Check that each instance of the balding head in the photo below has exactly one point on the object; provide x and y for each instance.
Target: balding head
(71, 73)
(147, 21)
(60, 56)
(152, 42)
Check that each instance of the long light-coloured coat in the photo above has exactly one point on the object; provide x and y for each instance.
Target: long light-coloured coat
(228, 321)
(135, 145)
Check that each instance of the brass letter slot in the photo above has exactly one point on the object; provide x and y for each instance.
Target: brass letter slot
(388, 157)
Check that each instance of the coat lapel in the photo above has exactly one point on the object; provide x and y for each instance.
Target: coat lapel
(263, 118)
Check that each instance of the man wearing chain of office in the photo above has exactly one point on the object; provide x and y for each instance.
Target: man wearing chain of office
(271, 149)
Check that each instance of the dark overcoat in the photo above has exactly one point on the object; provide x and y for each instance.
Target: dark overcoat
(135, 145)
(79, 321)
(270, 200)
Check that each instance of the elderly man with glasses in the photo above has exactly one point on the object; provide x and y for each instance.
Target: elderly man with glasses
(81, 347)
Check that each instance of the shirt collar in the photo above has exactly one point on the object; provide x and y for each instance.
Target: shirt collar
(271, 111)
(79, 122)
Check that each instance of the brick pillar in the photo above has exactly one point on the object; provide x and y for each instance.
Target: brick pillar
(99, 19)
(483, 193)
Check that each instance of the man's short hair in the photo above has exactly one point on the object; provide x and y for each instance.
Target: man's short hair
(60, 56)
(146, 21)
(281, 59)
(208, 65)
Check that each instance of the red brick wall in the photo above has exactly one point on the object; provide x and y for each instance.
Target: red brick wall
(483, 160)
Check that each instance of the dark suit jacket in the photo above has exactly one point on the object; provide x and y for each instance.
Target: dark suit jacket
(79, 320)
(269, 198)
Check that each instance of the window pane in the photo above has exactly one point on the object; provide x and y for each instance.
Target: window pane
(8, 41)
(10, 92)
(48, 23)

━━━━━━━━━━━━━━━━━━━━

EXERCISE AIM:
The answer should consist of the full listing, repeated exactly.

RESULT:
Check that each instance of the balding head in the photo below has exactly one point on the object; provide x and y for each instance.
Target: balding head
(71, 73)
(147, 21)
(60, 56)
(152, 42)
Check that each instance of the long light-coloured coat in the photo above has exactly one point on the object; provide x and y for each instance.
Target: long light-coloured coat
(228, 321)
(135, 145)
Check that each instance of the brass letter slot in the photo above has exactly one point on the object; provide x and y for each instance.
Target: brass letter slot
(388, 157)
Check that each instance of the coat lapel in the photo above has exactly one point on the object; provide x and y for each instance.
Target: coat lapel
(263, 118)
Check that each instance of the man wearing chain of office in the photo above has exactly one point on the object; provide x and y for each instance.
Target: man wearing chain of office
(271, 149)
Check that each instance of the dark overcoat in the photo above has exactly one point on the object; provide x and y for each instance.
Target: dark overcoat
(135, 145)
(79, 321)
(270, 200)
Check that each instance of the elderly man with glasses in the photo above has exactly one point on the object; provide x and y for each instance.
Target: elderly man with glasses
(81, 347)
Check that each instance of the shirt collar in the photo above has exactly one point on the object; provide x and y for each instance.
Target: shirt collar
(271, 111)
(79, 122)
Check that each instance of the brick pillar in the photo above has exactly one point on the object; provide x and y for each instance.
Target: brick pillar
(99, 19)
(483, 193)
Check that each instance of the man's short hair in the photo above has exactly one point on the object; provide x and y for each instance.
Target: man's short hair
(60, 56)
(146, 21)
(281, 59)
(208, 65)
Check that each instance of the red brick wall in the photo above has exactly one point on the object; provide x and y for each instance.
Target: red brick wall
(483, 160)
Check that each instance of the dark suit jacket in the photo above has exactly one point on the object; provide x and y for each instance.
Target: dark suit jacket
(79, 320)
(269, 198)
Check that each instance of the window pane in the photo above has exactly one point on the object; provide x and y for each instance.
Target: window pane
(8, 41)
(10, 92)
(48, 23)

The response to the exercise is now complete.